## Data for the task
++++++++

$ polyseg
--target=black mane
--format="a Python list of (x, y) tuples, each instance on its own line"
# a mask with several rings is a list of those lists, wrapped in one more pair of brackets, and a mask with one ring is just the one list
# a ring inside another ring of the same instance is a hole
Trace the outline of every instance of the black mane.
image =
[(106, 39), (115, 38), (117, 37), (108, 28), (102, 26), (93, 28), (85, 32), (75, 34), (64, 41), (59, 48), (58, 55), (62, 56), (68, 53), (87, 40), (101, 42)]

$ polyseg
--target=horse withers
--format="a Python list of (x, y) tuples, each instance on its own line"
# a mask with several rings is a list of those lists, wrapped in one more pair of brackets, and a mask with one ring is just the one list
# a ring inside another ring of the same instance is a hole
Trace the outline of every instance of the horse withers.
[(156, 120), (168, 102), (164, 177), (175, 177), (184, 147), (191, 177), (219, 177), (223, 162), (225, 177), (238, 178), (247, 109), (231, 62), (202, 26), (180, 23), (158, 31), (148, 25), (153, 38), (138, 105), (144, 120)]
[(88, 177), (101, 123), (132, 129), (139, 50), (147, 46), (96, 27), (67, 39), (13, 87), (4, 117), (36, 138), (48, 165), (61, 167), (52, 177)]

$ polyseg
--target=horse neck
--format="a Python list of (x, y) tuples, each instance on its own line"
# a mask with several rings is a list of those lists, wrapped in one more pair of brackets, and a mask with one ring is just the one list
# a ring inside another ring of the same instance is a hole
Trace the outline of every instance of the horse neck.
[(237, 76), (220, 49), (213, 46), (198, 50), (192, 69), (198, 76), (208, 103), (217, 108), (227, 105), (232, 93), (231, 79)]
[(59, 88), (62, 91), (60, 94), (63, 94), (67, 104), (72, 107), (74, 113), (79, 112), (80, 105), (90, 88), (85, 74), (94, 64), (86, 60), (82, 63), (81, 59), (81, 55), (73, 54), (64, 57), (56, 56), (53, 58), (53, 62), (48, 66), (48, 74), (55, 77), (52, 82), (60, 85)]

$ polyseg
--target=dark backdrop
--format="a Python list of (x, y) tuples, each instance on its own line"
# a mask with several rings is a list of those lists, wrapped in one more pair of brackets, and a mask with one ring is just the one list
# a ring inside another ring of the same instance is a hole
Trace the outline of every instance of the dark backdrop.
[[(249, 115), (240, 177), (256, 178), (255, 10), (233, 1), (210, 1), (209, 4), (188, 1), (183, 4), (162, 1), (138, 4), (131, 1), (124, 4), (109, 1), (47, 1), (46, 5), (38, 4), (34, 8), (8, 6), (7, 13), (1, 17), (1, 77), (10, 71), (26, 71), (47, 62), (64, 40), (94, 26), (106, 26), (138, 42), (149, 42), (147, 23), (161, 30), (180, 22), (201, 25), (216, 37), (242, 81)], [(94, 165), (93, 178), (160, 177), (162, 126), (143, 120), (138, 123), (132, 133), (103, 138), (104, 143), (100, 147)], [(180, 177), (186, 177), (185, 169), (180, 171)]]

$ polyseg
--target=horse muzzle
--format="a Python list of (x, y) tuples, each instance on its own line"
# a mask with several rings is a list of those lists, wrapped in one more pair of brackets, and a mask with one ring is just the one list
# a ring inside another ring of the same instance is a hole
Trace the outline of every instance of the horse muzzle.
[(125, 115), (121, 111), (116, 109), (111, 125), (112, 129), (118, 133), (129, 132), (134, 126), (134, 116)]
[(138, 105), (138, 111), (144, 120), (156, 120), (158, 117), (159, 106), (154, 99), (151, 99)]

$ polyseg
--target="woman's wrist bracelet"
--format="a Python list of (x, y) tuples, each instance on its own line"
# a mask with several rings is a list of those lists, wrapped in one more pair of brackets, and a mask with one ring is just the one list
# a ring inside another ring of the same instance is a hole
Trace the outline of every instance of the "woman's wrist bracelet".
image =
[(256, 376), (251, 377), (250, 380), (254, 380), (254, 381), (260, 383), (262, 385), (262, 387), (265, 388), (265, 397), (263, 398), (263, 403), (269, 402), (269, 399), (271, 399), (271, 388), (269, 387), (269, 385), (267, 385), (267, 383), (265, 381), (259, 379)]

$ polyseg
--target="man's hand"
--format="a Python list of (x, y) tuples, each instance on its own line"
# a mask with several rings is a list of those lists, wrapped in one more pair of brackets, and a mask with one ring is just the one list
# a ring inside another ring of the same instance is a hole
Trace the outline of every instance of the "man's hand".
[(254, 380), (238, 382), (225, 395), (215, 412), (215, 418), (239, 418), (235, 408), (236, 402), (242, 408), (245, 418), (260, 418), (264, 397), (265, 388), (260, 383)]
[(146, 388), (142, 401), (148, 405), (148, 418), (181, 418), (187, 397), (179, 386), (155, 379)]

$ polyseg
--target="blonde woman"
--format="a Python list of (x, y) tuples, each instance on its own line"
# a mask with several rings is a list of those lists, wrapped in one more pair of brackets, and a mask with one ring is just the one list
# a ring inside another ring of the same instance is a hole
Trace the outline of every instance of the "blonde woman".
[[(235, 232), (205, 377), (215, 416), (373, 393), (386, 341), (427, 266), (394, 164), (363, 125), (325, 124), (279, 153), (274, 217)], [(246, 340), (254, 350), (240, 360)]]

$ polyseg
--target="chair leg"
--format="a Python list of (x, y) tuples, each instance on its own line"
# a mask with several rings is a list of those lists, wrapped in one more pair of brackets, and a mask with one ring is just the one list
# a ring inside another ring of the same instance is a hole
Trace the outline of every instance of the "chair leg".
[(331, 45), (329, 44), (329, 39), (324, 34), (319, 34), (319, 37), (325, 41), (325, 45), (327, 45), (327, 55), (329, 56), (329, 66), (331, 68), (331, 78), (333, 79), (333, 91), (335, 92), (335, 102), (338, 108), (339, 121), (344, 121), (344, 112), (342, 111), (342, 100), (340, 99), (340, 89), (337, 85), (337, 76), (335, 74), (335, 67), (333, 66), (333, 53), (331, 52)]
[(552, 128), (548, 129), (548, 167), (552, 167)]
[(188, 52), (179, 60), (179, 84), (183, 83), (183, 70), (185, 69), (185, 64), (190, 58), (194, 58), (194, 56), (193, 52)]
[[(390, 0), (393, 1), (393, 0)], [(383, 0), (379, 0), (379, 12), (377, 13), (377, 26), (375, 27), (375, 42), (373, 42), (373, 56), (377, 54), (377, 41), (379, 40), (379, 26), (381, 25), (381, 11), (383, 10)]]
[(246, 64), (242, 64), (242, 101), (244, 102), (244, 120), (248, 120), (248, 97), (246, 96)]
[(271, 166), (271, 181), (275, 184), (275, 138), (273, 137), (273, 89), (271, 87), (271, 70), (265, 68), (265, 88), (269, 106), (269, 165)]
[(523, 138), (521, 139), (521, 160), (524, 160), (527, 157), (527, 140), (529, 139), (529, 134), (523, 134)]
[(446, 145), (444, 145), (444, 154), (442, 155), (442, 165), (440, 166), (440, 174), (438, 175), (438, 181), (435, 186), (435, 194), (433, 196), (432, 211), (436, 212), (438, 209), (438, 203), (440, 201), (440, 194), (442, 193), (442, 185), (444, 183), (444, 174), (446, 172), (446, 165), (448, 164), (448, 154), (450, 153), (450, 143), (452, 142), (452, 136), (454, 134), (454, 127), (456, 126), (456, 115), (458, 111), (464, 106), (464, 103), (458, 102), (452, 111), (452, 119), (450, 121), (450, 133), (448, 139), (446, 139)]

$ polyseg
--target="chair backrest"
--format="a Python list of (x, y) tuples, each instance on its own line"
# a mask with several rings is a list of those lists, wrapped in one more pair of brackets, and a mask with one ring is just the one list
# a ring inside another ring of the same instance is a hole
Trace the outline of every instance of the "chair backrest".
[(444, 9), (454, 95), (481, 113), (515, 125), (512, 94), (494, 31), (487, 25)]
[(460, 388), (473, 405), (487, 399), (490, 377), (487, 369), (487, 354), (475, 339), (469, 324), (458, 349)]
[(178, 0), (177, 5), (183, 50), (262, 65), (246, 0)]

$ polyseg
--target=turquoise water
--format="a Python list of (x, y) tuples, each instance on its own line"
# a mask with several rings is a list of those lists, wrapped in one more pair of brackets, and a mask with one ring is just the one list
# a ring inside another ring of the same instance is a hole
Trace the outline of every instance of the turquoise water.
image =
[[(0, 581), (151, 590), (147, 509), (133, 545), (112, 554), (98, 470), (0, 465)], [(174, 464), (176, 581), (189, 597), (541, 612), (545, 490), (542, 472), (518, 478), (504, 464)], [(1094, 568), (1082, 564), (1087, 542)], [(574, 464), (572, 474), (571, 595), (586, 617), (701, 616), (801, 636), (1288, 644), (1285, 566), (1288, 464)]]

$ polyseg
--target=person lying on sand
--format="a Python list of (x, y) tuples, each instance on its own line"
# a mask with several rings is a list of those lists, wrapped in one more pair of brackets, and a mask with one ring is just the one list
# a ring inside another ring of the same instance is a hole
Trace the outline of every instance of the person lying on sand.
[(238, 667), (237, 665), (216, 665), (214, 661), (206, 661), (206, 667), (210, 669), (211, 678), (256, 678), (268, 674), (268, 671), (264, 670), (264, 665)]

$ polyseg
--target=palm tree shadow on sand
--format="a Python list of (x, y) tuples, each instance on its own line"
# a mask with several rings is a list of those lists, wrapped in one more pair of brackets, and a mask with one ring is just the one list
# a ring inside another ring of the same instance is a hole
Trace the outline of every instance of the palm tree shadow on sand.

++++++++

## Exercise goal
Display, unchanged, every line of the records above in which the string "person" appears.

## The output
--target=person lying on sand
Trace the outline of every instance of the person lying on sand.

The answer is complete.